- **What the task asks**
Output the records exactly. Include every line.

— Start —

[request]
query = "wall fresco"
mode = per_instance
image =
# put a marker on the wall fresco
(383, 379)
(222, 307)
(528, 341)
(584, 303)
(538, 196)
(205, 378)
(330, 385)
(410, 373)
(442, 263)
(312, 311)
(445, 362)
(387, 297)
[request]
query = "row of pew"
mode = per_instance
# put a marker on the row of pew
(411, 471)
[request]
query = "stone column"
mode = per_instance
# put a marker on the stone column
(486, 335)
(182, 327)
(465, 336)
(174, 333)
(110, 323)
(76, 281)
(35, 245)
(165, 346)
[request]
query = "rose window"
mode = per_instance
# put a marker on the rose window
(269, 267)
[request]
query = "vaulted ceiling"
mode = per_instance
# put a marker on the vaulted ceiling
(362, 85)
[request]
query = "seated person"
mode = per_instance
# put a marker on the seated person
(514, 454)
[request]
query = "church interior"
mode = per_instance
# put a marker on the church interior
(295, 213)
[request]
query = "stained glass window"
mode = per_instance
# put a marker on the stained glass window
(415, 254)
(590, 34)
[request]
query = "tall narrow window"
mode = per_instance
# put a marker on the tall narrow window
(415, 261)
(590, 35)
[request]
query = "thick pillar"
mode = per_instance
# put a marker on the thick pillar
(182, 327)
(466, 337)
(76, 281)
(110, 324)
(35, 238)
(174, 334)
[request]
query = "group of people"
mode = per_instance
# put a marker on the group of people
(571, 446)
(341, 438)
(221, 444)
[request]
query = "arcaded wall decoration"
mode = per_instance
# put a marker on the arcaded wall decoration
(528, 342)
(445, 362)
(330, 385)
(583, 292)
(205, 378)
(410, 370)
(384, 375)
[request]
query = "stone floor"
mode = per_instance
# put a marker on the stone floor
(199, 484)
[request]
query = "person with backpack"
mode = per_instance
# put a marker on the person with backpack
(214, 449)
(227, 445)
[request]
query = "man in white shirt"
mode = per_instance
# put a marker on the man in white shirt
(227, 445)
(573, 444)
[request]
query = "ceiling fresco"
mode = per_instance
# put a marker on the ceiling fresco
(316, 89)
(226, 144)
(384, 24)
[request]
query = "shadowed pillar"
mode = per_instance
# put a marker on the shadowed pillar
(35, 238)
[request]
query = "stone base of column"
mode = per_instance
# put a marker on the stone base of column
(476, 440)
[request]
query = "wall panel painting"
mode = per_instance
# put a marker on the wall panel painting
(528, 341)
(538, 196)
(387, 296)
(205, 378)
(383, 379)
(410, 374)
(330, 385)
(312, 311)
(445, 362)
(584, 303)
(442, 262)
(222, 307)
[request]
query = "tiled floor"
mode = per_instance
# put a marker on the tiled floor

— End —

- **Expected answer**
[request]
query = "wall fresco"
mode = per_instance
image =
# put a marker on the wall fresco
(383, 379)
(222, 307)
(528, 341)
(584, 303)
(538, 196)
(205, 378)
(330, 385)
(410, 373)
(442, 263)
(312, 311)
(445, 362)
(387, 297)
[request]
query = "row of pew"
mode = per_instance
# put a marker on the row of pew
(411, 471)
[request]
query = "stone column"
mode = per_instance
# put a marker on the stone column
(486, 335)
(182, 327)
(465, 336)
(174, 333)
(110, 323)
(76, 281)
(35, 245)
(165, 346)
[request]
query = "rose window"
mode = per_instance
# put a marker on the rose window
(269, 267)
[request]
query = "vaulted ceiling"
mode = per_instance
# put a marker on the vaulted ceiling
(362, 85)
[request]
query = "seated person"
mode = per_instance
# put a marker on the seated person
(514, 454)
[request]
query = "church interior"
mode = per_instance
# put a marker on the church interior
(295, 213)
[request]
query = "stained glass window"
mode = per_instance
# put a marker on the stained glass window
(415, 254)
(590, 34)
[request]
query = "tall narrow window"
mode = per_instance
# put a marker on the tall narrow window
(415, 261)
(590, 35)
[request]
query = "thick pillar"
mode = per_instance
# put a marker on the thick pillar
(182, 327)
(466, 337)
(76, 281)
(110, 324)
(35, 238)
(174, 334)
[request]
query = "group of people"
mode = per_instance
# put a marker on the group of people
(571, 446)
(341, 438)
(221, 444)
[request]
query = "arcaded wall decoration"
mode = per_instance
# put a marker on the arcaded wall decoration
(528, 342)
(445, 362)
(330, 385)
(583, 292)
(205, 378)
(410, 370)
(384, 375)
[request]
query = "stone floor"
mode = per_instance
# put a marker on the stone floor
(199, 484)
[request]
query = "person with backpack"
mode = per_instance
# put a marker on the person with backpack
(214, 449)
(227, 445)
[request]
query = "man in white shirt"
mode = per_instance
# put a marker on the man in white shirt
(227, 445)
(573, 444)
[request]
query = "ceiling fresco"
mode = per_instance
# put a marker on the ceiling fresco
(316, 89)
(226, 144)
(384, 24)
[request]
query = "shadowed pillar"
mode = per_instance
# put a marker on the shadowed pillar
(35, 238)
[request]
query = "stone base of column"
mode = per_instance
# put a marker on the stone base of column
(476, 440)
[request]
query = "wall panel painting"
mode = per_instance
# put a marker on the wall panel painting
(528, 341)
(538, 196)
(387, 296)
(205, 378)
(383, 379)
(410, 374)
(330, 385)
(312, 311)
(445, 362)
(584, 303)
(442, 262)
(222, 307)
[request]
query = "tiled floor"
mode = per_instance
# put a marker on the tiled floor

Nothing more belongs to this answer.